[Items from a labeling collection]
#####

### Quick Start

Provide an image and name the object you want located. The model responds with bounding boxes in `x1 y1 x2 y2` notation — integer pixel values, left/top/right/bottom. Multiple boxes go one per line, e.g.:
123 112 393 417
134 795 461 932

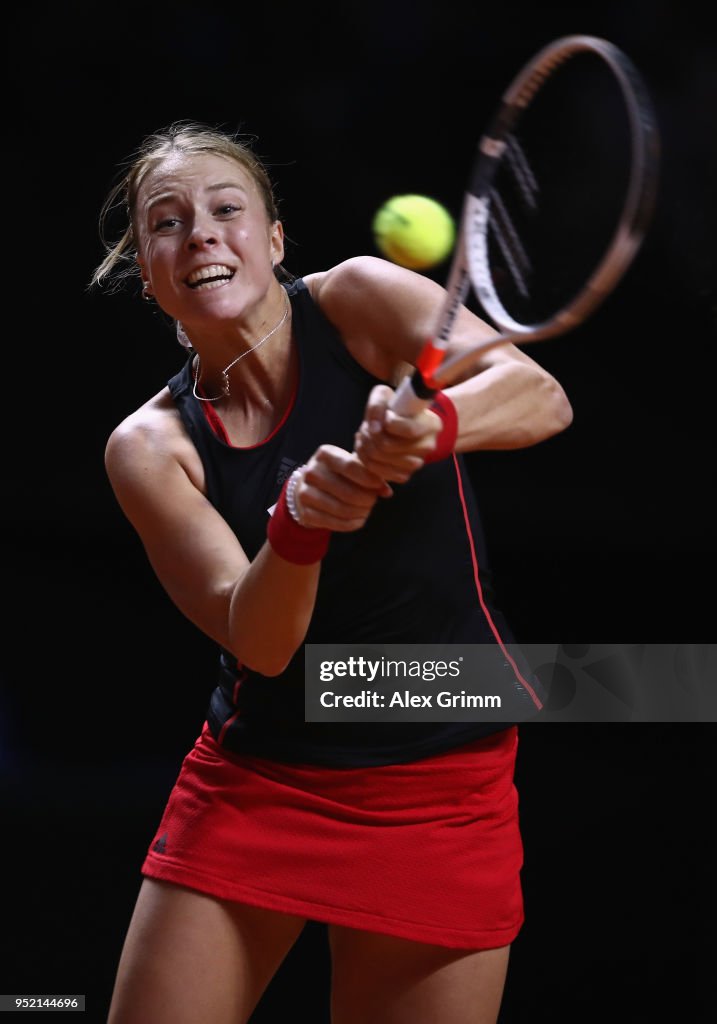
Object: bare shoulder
104 388 201 489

#####

» What the task requires: Arrange every line of the records above as a Markdown table with the columns Row and Line, numbering the rows and omitting blank lines. Leave the pictures out of the answer.

» Correct result:
| Row | Line |
|---|---|
| 1 | ### Quick Start |
| 2 | Provide an image and name the object you want located. The model responds with bounding boxes in `x1 y1 x2 y2` notation — integer pixel values, left/top/right/bottom. Multiple boxes go one per line, e.g.: |
| 3 | 123 112 393 417 |
| 4 | 134 795 461 932 |
| 5 | Object: bare shoulder |
| 6 | 104 388 201 489 |